#### Objectif énoncé
Peux-tu recopier à l'identique les lignes allant de celle qui contient « 732, row 621. » jusqu'à la dernière ligne, ces deux bornes comprises ?

#### Matériel d'exercice
────────

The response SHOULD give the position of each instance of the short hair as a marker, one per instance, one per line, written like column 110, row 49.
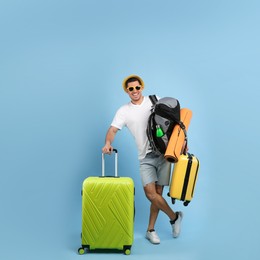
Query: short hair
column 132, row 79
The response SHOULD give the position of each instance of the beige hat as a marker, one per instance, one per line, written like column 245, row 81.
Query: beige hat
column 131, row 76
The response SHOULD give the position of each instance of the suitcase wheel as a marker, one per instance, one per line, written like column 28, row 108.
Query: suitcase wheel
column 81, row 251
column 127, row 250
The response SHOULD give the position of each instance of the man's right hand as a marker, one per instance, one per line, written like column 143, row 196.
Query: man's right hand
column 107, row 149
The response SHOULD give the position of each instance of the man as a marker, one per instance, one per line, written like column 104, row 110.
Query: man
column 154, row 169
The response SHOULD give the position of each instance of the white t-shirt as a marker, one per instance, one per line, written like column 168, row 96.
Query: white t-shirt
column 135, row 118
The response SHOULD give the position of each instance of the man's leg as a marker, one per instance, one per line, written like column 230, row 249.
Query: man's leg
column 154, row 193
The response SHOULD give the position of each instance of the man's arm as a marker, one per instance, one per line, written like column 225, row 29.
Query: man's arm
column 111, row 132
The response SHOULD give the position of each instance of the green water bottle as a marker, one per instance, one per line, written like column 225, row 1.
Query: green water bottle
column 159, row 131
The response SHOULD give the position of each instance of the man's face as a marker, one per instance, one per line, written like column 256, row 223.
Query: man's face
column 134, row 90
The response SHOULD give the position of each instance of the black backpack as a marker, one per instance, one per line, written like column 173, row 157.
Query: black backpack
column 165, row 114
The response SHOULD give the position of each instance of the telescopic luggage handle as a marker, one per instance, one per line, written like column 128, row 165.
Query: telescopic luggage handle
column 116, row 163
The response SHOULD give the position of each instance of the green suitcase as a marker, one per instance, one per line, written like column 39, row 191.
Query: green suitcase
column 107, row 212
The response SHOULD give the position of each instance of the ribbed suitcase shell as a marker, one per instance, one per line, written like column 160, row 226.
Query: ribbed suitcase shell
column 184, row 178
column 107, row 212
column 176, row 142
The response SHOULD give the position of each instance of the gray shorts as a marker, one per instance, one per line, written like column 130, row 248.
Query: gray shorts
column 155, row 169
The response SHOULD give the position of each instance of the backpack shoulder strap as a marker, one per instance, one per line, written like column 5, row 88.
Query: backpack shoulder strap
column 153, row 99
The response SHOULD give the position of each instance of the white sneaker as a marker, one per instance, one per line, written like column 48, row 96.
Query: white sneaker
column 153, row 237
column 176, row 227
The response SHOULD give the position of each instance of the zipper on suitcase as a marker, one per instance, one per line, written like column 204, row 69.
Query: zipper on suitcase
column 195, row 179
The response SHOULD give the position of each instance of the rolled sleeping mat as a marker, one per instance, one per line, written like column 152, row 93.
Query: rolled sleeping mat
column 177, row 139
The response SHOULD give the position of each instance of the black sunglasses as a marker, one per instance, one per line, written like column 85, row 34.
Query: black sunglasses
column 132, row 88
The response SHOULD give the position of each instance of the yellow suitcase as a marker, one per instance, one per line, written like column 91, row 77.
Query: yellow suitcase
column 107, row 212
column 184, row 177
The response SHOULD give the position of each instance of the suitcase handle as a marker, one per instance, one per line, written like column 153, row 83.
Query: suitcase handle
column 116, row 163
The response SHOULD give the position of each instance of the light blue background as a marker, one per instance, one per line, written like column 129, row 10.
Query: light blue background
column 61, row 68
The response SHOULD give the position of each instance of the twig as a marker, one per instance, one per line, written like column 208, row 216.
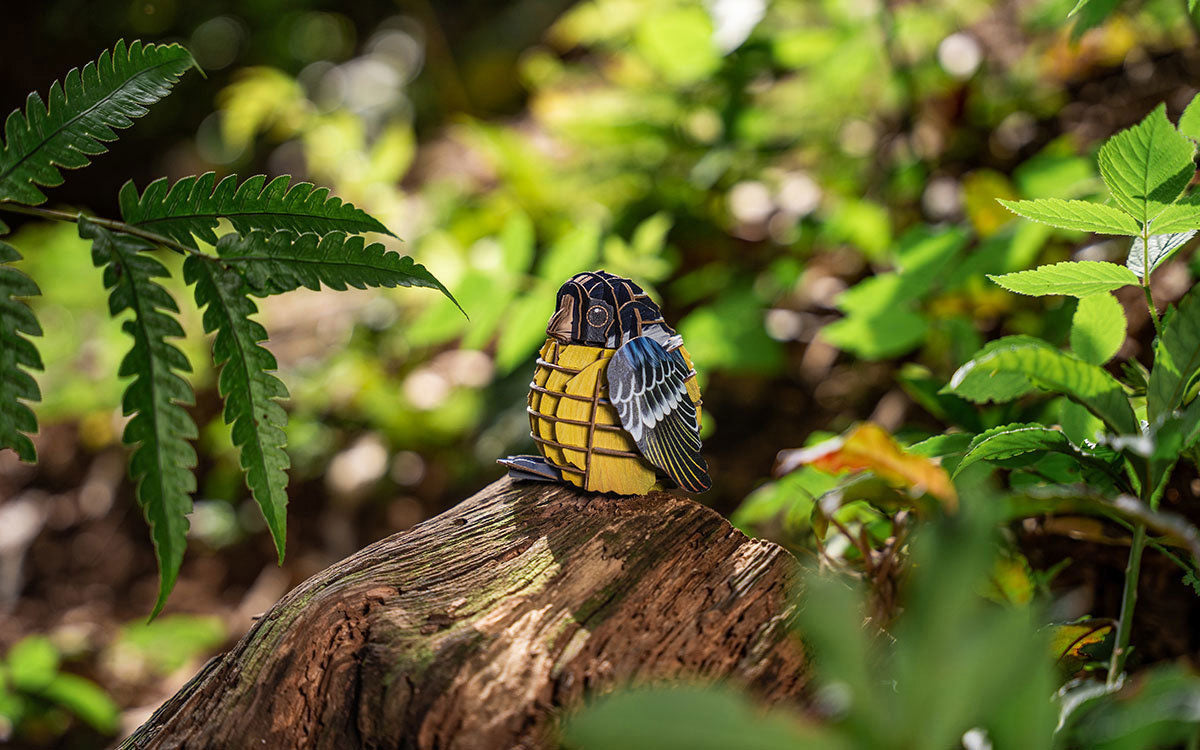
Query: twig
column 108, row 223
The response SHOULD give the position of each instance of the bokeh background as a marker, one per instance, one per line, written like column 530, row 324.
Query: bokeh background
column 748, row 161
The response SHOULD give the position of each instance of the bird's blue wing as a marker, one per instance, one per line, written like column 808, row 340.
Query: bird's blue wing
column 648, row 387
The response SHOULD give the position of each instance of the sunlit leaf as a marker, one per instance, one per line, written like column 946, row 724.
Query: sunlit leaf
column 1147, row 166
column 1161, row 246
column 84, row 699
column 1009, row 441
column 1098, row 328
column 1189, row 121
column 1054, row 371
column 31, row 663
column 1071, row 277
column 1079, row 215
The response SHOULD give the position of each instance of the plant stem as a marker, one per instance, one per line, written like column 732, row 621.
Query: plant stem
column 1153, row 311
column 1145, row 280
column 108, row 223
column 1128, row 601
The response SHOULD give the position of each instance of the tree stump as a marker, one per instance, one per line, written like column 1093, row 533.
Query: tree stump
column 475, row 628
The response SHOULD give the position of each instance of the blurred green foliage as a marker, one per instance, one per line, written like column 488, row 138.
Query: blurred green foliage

────────

#### Tâche réalisée
The response SHOULD give the position of each instance of the plant stem as a marker, one per instance, one per line, written like column 732, row 621.
Query: plant stem
column 1153, row 311
column 1145, row 280
column 108, row 223
column 1128, row 601
The response SHOULD give the position of each instance of the tree stump as a marker, one per instance, one per line, written like column 1093, row 533.
Query: tree stump
column 475, row 628
The response SHOULD give the position of each instance of the blurred green foliage as a marker, one per instance, one per line, written like column 488, row 138.
Query: blurred green foliage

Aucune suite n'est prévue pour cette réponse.